* START Extracted data *

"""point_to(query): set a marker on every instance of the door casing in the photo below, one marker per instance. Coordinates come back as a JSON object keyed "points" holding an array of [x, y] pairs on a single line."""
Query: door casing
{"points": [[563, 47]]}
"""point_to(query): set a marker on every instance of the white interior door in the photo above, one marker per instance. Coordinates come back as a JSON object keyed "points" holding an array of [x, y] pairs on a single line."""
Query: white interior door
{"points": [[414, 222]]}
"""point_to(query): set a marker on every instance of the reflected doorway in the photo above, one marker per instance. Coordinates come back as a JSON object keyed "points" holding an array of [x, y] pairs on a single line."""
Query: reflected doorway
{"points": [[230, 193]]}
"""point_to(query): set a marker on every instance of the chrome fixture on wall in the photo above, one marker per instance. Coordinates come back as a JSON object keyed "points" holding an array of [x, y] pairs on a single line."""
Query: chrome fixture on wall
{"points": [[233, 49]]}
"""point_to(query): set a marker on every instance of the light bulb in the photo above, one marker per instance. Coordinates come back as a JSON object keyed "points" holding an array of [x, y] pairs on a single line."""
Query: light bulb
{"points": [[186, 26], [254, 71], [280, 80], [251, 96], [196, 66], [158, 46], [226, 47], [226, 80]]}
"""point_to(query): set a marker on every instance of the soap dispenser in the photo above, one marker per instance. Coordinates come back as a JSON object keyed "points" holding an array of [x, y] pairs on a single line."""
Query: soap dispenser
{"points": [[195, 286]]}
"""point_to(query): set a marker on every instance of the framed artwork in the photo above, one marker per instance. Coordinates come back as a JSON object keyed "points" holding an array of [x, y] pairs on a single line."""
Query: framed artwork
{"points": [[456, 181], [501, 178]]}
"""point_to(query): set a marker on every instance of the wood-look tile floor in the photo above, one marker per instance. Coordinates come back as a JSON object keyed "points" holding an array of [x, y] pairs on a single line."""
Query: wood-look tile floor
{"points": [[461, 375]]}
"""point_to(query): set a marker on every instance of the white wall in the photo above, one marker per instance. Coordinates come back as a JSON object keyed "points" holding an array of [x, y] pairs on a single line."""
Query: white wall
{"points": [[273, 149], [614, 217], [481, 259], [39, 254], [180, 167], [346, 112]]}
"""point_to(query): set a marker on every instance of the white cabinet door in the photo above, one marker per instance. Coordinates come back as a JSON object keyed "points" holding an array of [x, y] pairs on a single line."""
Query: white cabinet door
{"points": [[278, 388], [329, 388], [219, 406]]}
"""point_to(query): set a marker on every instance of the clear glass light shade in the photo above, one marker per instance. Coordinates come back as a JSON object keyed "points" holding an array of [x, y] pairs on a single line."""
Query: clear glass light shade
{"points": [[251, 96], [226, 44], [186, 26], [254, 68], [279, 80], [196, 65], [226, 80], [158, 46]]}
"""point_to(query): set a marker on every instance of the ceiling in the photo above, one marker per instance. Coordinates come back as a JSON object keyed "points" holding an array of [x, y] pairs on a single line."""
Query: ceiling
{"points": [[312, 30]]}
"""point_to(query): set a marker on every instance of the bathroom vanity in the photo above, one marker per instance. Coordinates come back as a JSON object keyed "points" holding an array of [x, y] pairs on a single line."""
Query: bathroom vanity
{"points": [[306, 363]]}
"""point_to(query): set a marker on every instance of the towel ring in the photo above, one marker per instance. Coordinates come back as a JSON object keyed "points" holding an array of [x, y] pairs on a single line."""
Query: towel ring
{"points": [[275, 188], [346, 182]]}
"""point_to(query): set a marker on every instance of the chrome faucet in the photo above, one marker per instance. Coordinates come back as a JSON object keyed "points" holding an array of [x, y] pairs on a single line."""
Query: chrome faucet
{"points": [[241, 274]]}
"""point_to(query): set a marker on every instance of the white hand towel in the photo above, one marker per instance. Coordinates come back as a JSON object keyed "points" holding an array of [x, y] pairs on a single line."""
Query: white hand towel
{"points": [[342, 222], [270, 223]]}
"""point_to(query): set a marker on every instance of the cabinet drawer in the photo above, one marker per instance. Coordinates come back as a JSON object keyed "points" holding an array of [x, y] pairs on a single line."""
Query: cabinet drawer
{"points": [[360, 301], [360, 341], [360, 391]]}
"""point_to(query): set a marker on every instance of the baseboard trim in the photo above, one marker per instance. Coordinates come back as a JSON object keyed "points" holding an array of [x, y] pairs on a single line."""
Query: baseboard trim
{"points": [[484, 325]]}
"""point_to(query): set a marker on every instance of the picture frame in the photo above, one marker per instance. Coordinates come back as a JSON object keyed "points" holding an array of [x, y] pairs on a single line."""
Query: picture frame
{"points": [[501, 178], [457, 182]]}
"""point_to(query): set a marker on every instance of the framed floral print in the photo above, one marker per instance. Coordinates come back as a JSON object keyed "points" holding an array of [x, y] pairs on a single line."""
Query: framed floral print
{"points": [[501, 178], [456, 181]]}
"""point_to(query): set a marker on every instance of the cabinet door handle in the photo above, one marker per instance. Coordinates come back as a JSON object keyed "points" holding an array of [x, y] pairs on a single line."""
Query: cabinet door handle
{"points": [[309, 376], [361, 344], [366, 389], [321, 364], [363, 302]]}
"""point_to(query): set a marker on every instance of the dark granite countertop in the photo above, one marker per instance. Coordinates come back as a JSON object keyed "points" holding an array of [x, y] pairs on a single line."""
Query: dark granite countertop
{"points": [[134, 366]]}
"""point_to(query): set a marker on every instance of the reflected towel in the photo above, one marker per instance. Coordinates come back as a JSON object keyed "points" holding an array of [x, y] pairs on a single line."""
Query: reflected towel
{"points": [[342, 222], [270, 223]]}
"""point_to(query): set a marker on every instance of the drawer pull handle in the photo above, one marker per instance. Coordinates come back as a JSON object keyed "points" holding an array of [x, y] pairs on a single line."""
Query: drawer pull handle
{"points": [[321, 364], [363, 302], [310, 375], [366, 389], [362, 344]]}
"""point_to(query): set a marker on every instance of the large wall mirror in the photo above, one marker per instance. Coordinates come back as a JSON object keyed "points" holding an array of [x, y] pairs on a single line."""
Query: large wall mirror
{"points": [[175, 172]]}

* END Extracted data *

__Required work__
Copy out verbatim everything from the line containing "of the large" down to the end of the records above.

__Exercise solution__
"""point_to(query): set a marker on every instance of the large wall mirror in the photo above, one marker per instance. Coordinates come back as a JSON object keyed "points" holding an array of [x, y] pairs on a single line."""
Query: large wall mirror
{"points": [[175, 172]]}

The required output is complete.